Will you transcribe the entries that follow, exactly and in full?

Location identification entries
===

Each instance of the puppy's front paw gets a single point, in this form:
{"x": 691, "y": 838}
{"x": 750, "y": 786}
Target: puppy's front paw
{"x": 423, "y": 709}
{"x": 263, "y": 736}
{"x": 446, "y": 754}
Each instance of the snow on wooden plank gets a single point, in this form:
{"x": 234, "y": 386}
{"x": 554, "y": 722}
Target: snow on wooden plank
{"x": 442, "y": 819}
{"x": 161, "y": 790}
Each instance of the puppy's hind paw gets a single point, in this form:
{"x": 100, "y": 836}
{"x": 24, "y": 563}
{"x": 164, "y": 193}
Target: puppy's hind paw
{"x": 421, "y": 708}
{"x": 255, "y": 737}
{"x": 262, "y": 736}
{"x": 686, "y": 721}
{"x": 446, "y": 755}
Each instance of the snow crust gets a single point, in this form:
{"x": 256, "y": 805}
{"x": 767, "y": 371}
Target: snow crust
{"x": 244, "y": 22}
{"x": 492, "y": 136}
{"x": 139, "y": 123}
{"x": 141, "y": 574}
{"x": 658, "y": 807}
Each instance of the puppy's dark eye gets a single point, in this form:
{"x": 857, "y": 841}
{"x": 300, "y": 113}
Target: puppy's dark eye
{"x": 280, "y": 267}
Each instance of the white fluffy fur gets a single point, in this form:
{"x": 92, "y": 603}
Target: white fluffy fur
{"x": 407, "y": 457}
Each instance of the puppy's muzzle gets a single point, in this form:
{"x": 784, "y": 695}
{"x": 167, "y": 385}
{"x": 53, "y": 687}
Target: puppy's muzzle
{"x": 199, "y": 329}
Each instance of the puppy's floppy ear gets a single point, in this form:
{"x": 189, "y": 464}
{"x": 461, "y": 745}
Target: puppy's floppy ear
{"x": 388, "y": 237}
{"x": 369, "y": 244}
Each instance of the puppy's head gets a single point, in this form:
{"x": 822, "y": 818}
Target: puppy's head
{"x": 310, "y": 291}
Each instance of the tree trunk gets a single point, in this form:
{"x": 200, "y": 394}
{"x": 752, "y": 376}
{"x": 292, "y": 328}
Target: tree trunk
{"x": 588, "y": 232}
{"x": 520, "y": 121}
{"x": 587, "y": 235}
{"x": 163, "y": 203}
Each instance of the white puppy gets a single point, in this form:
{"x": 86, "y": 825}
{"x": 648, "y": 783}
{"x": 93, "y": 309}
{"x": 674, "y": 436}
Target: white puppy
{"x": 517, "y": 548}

===

• THE RESULT
Each instance of the puppy's front paw gets a single point, in this form:
{"x": 691, "y": 838}
{"x": 750, "y": 786}
Target: puppy's front paw
{"x": 423, "y": 709}
{"x": 263, "y": 736}
{"x": 446, "y": 754}
Each instance of the snow on wooden plank gets a single point, in this form:
{"x": 234, "y": 386}
{"x": 554, "y": 722}
Target: snow on wooden plank
{"x": 442, "y": 819}
{"x": 161, "y": 790}
Each instance of the puppy's hind paw gets a single point, in this form:
{"x": 100, "y": 836}
{"x": 24, "y": 563}
{"x": 164, "y": 193}
Target: puppy's hind paw
{"x": 421, "y": 708}
{"x": 255, "y": 737}
{"x": 262, "y": 736}
{"x": 686, "y": 721}
{"x": 446, "y": 755}
Each instance of the snow crust gets a single point, in this form:
{"x": 256, "y": 805}
{"x": 767, "y": 371}
Target: snow crust
{"x": 244, "y": 22}
{"x": 492, "y": 136}
{"x": 139, "y": 123}
{"x": 141, "y": 574}
{"x": 658, "y": 807}
Each instance of the puppy's dark eye gets a single point, in this form:
{"x": 857, "y": 841}
{"x": 300, "y": 113}
Target: puppy's dark eye
{"x": 280, "y": 267}
Each instance of the white fluffy fur gets a single point, in this form:
{"x": 92, "y": 603}
Target: white fluffy fur
{"x": 407, "y": 457}
Each instance of the puppy's muzzle gets a single point, in this form:
{"x": 784, "y": 695}
{"x": 167, "y": 385}
{"x": 53, "y": 687}
Target: puppy's muzzle
{"x": 199, "y": 329}
Each instance of the puppy's floppy ear gets a single point, in this form:
{"x": 189, "y": 464}
{"x": 461, "y": 745}
Target: puppy's floppy ear
{"x": 388, "y": 237}
{"x": 369, "y": 244}
Each instance of the puppy's head gets a single point, in this form:
{"x": 822, "y": 818}
Target: puppy's head
{"x": 310, "y": 291}
Each instance of the tree trunk gets a single point, in this form:
{"x": 200, "y": 394}
{"x": 752, "y": 376}
{"x": 292, "y": 328}
Target: tree trunk
{"x": 588, "y": 232}
{"x": 520, "y": 121}
{"x": 587, "y": 235}
{"x": 163, "y": 203}
Each instance of the white puppy gets a single point, in this form:
{"x": 86, "y": 825}
{"x": 648, "y": 783}
{"x": 93, "y": 309}
{"x": 674, "y": 436}
Target: white puppy
{"x": 517, "y": 548}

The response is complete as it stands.